> _Problem to solve_
Quote the entries that follow exactly, leaving none out.

> _Material provided_

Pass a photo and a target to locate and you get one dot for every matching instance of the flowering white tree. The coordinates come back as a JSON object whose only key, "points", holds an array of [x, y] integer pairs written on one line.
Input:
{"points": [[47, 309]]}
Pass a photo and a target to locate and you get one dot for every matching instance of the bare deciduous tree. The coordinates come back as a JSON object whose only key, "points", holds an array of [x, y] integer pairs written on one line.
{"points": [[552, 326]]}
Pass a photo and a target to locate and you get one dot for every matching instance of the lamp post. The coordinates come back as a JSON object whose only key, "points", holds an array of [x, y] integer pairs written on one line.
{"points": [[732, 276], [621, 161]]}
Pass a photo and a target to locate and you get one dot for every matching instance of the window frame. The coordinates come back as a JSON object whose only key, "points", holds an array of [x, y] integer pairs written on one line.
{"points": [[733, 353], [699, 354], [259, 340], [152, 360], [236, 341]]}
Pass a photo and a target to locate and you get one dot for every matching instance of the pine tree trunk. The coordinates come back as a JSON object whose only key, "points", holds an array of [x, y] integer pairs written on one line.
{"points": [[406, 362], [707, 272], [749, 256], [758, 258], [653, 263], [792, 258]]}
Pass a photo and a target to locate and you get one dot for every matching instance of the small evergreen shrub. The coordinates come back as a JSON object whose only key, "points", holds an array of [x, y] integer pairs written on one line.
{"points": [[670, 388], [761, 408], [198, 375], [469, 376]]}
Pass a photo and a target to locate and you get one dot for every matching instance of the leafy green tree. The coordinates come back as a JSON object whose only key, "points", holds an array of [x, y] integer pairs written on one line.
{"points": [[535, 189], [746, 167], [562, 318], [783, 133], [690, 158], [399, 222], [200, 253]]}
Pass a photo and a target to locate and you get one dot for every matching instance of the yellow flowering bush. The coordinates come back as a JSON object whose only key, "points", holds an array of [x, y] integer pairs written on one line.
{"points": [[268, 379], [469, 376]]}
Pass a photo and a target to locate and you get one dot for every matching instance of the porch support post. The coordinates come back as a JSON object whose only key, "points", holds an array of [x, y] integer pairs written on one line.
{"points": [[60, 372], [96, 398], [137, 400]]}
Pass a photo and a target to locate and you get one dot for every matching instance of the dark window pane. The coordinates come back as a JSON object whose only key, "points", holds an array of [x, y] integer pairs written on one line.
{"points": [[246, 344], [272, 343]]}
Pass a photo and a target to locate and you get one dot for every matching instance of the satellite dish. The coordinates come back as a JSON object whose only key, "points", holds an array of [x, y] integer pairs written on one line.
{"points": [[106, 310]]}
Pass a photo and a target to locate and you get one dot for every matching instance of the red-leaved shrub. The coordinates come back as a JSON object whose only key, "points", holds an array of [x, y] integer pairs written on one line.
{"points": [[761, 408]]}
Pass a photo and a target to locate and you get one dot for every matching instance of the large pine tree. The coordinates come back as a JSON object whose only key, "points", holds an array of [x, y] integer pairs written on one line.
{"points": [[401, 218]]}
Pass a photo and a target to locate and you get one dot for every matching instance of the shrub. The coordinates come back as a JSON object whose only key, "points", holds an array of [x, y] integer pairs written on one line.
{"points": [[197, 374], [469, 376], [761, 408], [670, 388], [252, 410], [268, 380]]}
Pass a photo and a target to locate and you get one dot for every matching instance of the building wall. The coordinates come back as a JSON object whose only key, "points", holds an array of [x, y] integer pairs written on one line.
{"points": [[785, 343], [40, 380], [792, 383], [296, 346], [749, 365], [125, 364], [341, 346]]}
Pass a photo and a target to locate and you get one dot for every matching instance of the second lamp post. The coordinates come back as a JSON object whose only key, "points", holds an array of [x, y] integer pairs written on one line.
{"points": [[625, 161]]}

> _Final result_
Pass a photo and a target to locate and you get one dot for every matching instance of the flowering white tree. The coordinates come back as a JSON object whose only key, "points", holds an array of [x, y] integer pairs written on one line.
Input:
{"points": [[47, 309]]}
Pass a photo and a target to locate and you get one dot for every matching instance of the bare deciduous tree. The coordinates come back as a JSON object whose only key, "points", holds an array of [x, y] integer pairs written on one line.
{"points": [[552, 326]]}
Pass a photo and a target to locate and you get one dot for every matching instance of the lamp post. The coordinates come back as a JSON object whose only key, "points", holds an array of [x, y] integer pairs written on one line.
{"points": [[732, 276], [621, 161]]}
Pass a photo and a target to locate and you get one dot for every matching instance of the window frame. The coordinates come back as a JSON object whose only key, "points", holds an array of [x, y] integer pairs written on one line.
{"points": [[733, 353], [699, 354], [259, 340], [152, 360], [236, 341]]}
Pass a photo and a target to locate and you get one dot for every matching instance of the pine tree trunk. The coordinates come back as a JSON object whose only key, "points", holds an array of [x, y] integer pairs written on one line.
{"points": [[406, 362], [707, 272], [749, 256], [758, 258], [653, 263], [792, 258]]}
Pass a photo and a target to locate and you get one dot for every matching instance of the small evergreen shrub. The coordinates come back as a JSON object whose only key, "points", holds an array of [x, y] integer pairs written on one line.
{"points": [[670, 388], [761, 408], [198, 375], [469, 376]]}
Pass a photo and a target to locate and you get one dot for every matching instance of the leafy green tree. The coordinates come back as a JSON object whose only key, "points", holds an array of [x, y] integer pairs written on one line.
{"points": [[535, 189], [746, 167], [562, 318], [783, 133], [690, 158], [399, 222], [200, 253]]}
Pass a photo and a target to locate and you get one dot for every matching instance of the yellow flowering bush. The coordinates come back as a JSON object whose only key, "points", holds an array of [x, y] integer pairs written on one line.
{"points": [[268, 379], [469, 376]]}
Pass a photo and a target to locate and you get one dot for every matching instance of the porch support post. The coordinates come back as a JSON object whose only key, "points", holds an array of [x, y] integer pairs written on one line.
{"points": [[60, 372], [96, 398], [137, 400]]}
Pass a photo and a target to locate and you get one dot for every matching instance of the dark window pane. The coordinates come back as a JSON object whose only key, "points", holds an array of [x, y] integer pairs written on one line.
{"points": [[246, 344], [272, 343]]}
Pass a photo and a target to locate and you get one dot for every matching instance of the satellite dish. The coordinates come back as a JSON object whose only key, "points", holds an array of [x, y] integer pairs written on one line.
{"points": [[106, 310]]}
Pass a photo and a target to locate and you get one dot for every matching instance of the red-leaved shrub. The coordinates come back as a JSON object whose only key, "points", holds an array of [x, y] integer pairs written on one line.
{"points": [[761, 408]]}
Pass a photo and a target to locate and you get one dot for every matching instance of the large pine tree. The coordinates come back as a JSON object whose only key, "points", holds an array of [x, y] integer pairs written on one line.
{"points": [[401, 218]]}
Pass a photo and a target to locate and you get one dot for every matching instance of the shrub. The coordinates come back as a JSON object whose only key, "points", holds an array of [x, y] integer pairs written on one line.
{"points": [[197, 374], [469, 376], [761, 408], [670, 388], [252, 410], [268, 380]]}
Pass a photo and a target to locate and you get one dot for every matching instance of the building wall. The coordinates come back as a JSON object whose only key, "points", holds an array of [x, y] integer pairs written on one line.
{"points": [[785, 343], [40, 380], [792, 383], [296, 346], [749, 365], [125, 364], [341, 346]]}
Pass a photo and a target to locate and you get one dot for every matching instance of the second lamp post. The coordinates come back as a JSON object whose only key, "points", holds an array of [x, y] integer pairs written on one line.
{"points": [[625, 161]]}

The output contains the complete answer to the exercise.